--- WORK REQUIRED ---
According to the article on Nicki Waterman, why does she want more clinical trials and funding? Answer in one to three sentences.

--- TEXT UNDER STUDY ---
◆ ◆ ◆ ◆
A celebrity fitness trainer has told how she promised her dying husband that she would battle to help find a cure for cancer after they were both stricken with the disease.
Nicki Waterman, who has trained Denise van Outen, All Saints and Kelly Brook, is recovering from a highly invasive form of brain tumour.
After losing her husband, Dennis last year, and her brother Colin Lehmann last month, to cancer, the 52-year-old is now challenging the government to increase funding and extend treatment options like the immunotherapy that saved her life.
Ms Waterman, a member of Belsize Square Synagogue in north London, supported an event at Speaker's House in Parliament on Wednesday as part of Brain Tumour Awareness Month.
She explained: "I want more clinical trials and funding so that people can have the same opportunity for treatment that I did. It's expensive treatment but I think we have a good chance of convincing the government. I'm very confident that we can get the funding."
◆ ◆ ◆ ◆
--- RECORD SET ---
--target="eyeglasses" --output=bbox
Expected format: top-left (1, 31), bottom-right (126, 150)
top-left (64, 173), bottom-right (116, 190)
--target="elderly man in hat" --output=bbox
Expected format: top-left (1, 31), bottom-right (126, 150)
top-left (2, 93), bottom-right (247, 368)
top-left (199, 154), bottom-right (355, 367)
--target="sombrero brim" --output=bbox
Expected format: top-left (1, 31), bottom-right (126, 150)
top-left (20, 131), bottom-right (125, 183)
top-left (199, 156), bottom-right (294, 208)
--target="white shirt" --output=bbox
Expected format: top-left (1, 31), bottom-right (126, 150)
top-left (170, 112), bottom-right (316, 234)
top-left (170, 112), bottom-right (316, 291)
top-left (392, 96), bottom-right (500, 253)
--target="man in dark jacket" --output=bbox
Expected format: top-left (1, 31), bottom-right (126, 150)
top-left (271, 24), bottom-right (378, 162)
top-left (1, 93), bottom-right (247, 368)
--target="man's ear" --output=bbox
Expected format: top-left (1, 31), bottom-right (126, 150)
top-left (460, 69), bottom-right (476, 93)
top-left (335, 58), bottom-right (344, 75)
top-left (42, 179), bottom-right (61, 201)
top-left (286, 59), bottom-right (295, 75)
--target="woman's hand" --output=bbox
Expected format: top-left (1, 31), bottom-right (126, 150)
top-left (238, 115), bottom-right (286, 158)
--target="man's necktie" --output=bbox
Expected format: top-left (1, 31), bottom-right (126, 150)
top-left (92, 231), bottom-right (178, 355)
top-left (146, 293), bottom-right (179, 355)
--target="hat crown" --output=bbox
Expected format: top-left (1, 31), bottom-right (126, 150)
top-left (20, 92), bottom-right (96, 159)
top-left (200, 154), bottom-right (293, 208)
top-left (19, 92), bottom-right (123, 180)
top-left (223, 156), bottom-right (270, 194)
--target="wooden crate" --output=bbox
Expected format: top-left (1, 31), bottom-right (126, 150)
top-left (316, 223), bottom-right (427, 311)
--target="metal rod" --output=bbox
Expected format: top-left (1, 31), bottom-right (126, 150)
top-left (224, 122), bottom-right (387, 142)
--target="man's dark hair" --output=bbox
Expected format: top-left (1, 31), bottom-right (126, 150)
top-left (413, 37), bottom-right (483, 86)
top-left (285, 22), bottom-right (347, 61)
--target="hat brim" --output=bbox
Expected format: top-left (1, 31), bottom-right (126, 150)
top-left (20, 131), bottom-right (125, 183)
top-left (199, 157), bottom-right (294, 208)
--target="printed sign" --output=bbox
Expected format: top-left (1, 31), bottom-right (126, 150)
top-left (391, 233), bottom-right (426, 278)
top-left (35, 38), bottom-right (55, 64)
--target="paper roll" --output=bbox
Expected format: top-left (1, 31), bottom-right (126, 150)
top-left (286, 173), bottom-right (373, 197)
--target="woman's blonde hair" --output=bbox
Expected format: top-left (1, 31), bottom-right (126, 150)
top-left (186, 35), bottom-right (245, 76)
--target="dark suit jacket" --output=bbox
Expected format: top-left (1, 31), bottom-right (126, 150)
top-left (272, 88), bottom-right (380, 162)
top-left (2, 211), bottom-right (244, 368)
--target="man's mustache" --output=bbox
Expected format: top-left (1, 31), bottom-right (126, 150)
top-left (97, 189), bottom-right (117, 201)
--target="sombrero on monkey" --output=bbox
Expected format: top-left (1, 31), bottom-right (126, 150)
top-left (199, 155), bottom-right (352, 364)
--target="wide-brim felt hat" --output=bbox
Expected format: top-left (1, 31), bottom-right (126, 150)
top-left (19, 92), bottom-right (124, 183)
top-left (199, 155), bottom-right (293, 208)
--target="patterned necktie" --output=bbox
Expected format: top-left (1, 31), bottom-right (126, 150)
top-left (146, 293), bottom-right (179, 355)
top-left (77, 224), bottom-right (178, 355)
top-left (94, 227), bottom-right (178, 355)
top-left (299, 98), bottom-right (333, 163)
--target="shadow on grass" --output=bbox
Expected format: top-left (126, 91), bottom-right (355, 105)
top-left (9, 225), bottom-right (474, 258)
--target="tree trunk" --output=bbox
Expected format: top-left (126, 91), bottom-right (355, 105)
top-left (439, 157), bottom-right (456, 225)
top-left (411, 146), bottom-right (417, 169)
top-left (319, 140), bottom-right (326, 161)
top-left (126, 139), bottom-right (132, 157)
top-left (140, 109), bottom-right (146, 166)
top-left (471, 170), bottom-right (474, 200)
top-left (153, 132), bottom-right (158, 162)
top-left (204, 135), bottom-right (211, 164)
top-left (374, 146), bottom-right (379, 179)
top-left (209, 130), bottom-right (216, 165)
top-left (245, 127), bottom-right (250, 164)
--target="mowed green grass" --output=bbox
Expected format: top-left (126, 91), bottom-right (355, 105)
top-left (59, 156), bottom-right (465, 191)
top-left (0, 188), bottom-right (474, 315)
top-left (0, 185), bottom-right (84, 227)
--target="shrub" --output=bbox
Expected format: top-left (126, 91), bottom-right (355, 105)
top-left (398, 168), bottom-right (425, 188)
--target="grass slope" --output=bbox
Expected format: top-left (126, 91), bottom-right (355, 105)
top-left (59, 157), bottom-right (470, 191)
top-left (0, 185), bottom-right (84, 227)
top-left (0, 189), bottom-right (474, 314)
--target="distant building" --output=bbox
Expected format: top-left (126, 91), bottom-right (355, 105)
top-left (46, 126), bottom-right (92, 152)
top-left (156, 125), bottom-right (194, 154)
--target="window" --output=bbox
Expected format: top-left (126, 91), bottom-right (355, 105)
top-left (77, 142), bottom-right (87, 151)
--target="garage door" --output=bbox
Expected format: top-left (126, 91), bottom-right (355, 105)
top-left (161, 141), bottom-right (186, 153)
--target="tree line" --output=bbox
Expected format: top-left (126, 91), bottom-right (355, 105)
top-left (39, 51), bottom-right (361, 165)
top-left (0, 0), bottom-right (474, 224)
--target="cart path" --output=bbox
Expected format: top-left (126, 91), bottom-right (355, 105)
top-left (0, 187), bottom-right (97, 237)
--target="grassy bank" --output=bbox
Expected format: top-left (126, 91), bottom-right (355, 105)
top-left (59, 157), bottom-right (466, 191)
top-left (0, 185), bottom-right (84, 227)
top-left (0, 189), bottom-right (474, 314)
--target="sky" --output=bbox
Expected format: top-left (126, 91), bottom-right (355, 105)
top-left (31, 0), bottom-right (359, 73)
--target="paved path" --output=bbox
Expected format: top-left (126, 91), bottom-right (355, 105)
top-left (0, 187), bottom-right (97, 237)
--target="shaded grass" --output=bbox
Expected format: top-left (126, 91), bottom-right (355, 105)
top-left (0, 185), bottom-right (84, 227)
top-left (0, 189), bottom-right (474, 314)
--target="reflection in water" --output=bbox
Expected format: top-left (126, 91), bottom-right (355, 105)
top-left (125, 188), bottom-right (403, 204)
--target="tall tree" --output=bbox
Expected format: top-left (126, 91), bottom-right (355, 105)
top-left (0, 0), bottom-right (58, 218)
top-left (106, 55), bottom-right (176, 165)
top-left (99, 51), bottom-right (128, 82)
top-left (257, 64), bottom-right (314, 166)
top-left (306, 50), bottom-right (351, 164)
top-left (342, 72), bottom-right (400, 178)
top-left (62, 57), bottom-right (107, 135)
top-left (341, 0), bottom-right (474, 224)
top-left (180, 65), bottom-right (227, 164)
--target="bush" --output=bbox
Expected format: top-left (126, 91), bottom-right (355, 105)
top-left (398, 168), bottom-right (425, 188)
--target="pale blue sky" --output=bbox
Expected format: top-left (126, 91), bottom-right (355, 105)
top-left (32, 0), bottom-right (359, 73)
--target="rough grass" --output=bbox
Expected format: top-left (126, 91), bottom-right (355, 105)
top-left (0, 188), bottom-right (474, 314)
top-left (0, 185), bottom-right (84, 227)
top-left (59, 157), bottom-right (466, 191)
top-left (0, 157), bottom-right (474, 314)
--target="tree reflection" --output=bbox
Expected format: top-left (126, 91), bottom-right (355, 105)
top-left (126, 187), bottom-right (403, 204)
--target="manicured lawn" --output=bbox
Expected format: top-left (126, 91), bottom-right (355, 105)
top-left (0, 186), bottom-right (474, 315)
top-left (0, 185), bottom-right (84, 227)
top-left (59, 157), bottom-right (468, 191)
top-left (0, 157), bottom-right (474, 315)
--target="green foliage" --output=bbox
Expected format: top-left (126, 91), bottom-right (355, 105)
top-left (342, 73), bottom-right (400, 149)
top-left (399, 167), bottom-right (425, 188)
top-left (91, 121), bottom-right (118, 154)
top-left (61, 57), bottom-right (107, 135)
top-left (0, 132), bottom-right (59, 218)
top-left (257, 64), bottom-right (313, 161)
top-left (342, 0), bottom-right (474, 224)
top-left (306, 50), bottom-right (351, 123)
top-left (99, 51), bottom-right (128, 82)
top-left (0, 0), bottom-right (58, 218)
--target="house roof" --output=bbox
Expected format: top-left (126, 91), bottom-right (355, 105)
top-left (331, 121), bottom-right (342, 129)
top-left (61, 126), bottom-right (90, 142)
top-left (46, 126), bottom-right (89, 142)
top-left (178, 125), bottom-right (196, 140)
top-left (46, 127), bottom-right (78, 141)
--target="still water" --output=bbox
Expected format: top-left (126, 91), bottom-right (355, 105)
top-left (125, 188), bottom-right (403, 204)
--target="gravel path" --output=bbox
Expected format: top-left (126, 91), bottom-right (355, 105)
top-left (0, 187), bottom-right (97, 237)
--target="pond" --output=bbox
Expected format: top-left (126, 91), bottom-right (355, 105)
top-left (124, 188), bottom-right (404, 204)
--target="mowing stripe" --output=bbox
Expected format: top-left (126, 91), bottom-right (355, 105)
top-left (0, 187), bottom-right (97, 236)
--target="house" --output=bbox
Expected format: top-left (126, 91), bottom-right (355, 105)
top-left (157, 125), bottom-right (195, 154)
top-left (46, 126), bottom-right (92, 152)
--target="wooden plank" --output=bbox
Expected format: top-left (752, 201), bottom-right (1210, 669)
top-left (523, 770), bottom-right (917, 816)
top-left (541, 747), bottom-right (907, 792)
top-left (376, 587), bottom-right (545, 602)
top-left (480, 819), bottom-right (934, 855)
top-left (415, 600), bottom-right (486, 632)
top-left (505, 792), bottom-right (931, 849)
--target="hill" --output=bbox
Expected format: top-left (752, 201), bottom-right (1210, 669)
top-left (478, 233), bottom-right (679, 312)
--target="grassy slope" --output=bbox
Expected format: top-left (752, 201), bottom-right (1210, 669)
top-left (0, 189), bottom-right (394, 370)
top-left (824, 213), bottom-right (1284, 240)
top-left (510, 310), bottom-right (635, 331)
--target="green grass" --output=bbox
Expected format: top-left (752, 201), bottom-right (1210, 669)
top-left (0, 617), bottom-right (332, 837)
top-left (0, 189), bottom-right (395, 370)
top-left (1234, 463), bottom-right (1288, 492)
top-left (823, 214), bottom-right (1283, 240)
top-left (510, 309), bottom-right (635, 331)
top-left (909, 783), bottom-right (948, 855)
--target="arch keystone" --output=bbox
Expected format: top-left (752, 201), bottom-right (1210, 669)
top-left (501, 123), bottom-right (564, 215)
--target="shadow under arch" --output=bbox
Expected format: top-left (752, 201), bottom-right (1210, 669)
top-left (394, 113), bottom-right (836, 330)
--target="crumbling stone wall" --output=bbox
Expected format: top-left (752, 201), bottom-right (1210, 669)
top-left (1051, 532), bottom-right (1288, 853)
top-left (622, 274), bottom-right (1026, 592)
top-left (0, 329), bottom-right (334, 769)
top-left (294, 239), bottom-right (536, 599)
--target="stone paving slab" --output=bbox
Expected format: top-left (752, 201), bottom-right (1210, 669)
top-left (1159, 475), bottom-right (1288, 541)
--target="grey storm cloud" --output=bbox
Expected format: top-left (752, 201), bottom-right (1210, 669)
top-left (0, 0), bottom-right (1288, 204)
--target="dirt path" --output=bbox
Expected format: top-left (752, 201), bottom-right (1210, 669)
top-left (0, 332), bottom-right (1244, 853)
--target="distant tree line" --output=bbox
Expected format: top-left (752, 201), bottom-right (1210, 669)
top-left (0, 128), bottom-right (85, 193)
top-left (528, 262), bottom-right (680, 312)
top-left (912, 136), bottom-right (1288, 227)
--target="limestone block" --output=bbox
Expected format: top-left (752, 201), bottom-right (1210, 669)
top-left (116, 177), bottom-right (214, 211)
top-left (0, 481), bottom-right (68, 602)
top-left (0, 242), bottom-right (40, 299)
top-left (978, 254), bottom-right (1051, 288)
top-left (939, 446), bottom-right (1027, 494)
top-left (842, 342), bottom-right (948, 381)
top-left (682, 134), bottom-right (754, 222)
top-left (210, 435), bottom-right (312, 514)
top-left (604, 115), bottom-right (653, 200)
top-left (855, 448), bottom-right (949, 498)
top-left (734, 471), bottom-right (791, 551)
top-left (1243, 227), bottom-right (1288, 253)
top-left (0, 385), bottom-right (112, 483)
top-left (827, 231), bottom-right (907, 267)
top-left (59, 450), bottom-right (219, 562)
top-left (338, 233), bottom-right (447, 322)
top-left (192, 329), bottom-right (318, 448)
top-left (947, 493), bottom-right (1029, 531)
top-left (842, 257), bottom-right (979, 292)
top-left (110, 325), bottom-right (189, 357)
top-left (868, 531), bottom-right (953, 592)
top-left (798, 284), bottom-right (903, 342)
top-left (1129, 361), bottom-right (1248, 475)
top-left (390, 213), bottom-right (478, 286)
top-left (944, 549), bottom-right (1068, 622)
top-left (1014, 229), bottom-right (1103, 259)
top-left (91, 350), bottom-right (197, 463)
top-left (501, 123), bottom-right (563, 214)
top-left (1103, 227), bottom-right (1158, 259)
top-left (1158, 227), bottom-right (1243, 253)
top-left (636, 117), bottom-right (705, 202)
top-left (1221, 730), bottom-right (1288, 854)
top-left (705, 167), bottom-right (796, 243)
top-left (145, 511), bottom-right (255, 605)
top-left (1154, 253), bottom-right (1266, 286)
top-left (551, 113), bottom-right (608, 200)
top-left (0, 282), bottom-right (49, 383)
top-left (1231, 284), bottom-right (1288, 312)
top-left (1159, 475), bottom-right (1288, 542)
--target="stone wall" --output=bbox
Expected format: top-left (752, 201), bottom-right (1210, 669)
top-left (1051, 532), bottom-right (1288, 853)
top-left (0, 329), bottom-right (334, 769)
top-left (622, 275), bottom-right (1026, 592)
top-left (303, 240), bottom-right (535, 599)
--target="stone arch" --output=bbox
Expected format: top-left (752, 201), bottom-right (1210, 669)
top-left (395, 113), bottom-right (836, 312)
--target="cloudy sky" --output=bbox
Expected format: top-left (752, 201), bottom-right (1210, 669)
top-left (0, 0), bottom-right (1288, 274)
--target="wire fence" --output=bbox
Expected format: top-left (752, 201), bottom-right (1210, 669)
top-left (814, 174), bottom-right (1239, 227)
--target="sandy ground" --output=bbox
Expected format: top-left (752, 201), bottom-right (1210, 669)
◆ ◆ ◆ ◆
--- WRITTEN RESPONSE ---
She wants more clinical trials and funding so that other people can have the same opportunity for treatment that she had. The article notes that immunotherapy saved her life, and she is asking the government to extend such treatment options.